Commissioner for the Administration for Native Americans
- In office June 21, 2018 – January 16, 2021
- President: Donald Trump
- Preceded by: Lillian Sparks
- Succeeded by: Patrice Kunesh

= Jeannie Hovland =

American government employee

Jeannie Hovland is a Santee Dakota Sioux tribal member and an American government official. Hovland serves as the vice chair of the National Indian Gaming Commission and is the director of the Office of Self-Regulation. She was previously the commissioner for the Administration for Native Americans and deputy assistant secretary for Native American affairs.

== Early life and education ==
Hovland is an enrolled member of the Flandreau Santee Sioux Tribe of South Dakota. She attended Associate Schools Inc. Travel Agent School in North Miami Beach, Florida.

== Career ==
Hovland is a Republican, and began her career as the CEO of Wanji Native Nations Consultants. She later worked in the office of U.S. Senator John Thune as a Tribal Affairs Advisor. Hovland went on to serve as senior advisor to the Assistant Secretary for Indian Affairs at the Department of the Interior.

Raw data >>
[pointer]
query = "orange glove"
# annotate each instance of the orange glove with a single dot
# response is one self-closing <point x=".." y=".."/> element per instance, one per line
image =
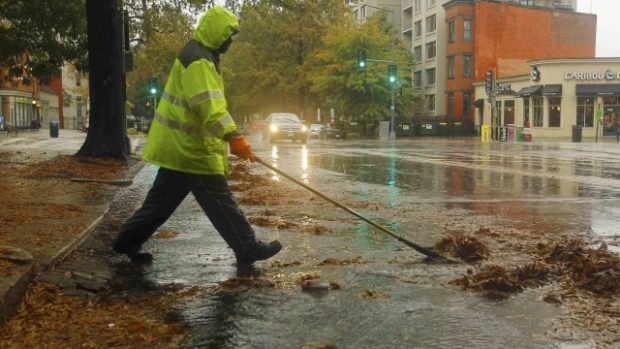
<point x="240" y="147"/>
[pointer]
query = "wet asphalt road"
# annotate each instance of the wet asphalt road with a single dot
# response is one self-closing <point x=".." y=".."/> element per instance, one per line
<point x="417" y="188"/>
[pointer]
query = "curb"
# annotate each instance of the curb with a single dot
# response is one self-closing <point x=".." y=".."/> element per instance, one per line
<point x="13" y="297"/>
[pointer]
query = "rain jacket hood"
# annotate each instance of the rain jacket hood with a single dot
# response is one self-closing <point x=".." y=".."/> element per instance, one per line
<point x="216" y="26"/>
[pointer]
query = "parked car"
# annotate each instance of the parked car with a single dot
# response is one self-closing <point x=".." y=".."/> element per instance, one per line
<point x="279" y="126"/>
<point x="334" y="131"/>
<point x="315" y="130"/>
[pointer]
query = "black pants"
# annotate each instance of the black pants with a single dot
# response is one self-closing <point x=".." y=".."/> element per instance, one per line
<point x="168" y="191"/>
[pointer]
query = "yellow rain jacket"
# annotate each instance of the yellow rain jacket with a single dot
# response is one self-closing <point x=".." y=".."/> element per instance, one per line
<point x="192" y="116"/>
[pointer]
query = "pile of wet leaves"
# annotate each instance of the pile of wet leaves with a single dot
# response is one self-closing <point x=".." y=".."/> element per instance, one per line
<point x="594" y="270"/>
<point x="135" y="323"/>
<point x="497" y="282"/>
<point x="241" y="284"/>
<point x="467" y="248"/>
<point x="572" y="261"/>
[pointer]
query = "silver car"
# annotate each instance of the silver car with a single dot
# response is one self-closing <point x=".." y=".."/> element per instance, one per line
<point x="279" y="126"/>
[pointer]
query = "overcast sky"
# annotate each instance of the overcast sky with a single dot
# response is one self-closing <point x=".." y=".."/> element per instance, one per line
<point x="607" y="26"/>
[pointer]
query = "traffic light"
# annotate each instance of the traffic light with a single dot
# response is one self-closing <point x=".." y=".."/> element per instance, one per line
<point x="488" y="83"/>
<point x="361" y="59"/>
<point x="153" y="85"/>
<point x="392" y="73"/>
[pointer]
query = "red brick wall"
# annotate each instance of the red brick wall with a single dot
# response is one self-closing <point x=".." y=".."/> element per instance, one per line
<point x="507" y="36"/>
<point x="457" y="49"/>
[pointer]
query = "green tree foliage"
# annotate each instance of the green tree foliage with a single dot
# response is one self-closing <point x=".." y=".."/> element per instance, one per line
<point x="339" y="84"/>
<point x="265" y="68"/>
<point x="155" y="57"/>
<point x="297" y="55"/>
<point x="38" y="37"/>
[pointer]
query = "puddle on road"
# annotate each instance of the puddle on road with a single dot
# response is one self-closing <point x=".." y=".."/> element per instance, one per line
<point x="417" y="308"/>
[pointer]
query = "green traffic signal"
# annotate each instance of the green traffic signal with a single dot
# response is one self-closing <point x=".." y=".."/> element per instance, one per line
<point x="392" y="73"/>
<point x="153" y="85"/>
<point x="361" y="59"/>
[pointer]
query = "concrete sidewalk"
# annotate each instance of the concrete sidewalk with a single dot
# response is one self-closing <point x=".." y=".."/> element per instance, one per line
<point x="42" y="218"/>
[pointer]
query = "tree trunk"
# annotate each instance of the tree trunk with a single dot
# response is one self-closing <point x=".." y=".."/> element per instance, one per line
<point x="107" y="135"/>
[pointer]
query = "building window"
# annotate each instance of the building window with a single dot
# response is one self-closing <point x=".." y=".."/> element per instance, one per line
<point x="467" y="66"/>
<point x="417" y="52"/>
<point x="509" y="112"/>
<point x="466" y="103"/>
<point x="431" y="50"/>
<point x="585" y="111"/>
<point x="417" y="78"/>
<point x="431" y="24"/>
<point x="417" y="28"/>
<point x="538" y="111"/>
<point x="430" y="102"/>
<point x="467" y="30"/>
<point x="451" y="31"/>
<point x="430" y="76"/>
<point x="526" y="110"/>
<point x="555" y="111"/>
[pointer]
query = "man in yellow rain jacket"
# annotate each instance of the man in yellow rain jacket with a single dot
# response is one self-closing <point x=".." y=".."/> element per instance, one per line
<point x="189" y="140"/>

Exercise requirements >>
- a) From the Jeannie Hovland text, give again the stretch from "American government employee" through "Native American affairs." word for word.
- b) According to the Jeannie Hovland text, what job did Hovland hold at the start of her career?

Outputs in order >>
- a)
American government employee

Jeannie Hovland is a Santee Dakota Sioux tribal member and an American government official. Hovland serves as the vice chair of the National Indian Gaming Commission and is the director of the Office of Self-Regulation. She was previously the commissioner for the Administration for Native Americans and deputy assistant secretary for Native American affairs.

- b) She was the CEO of Wanji Native Nations Consultants.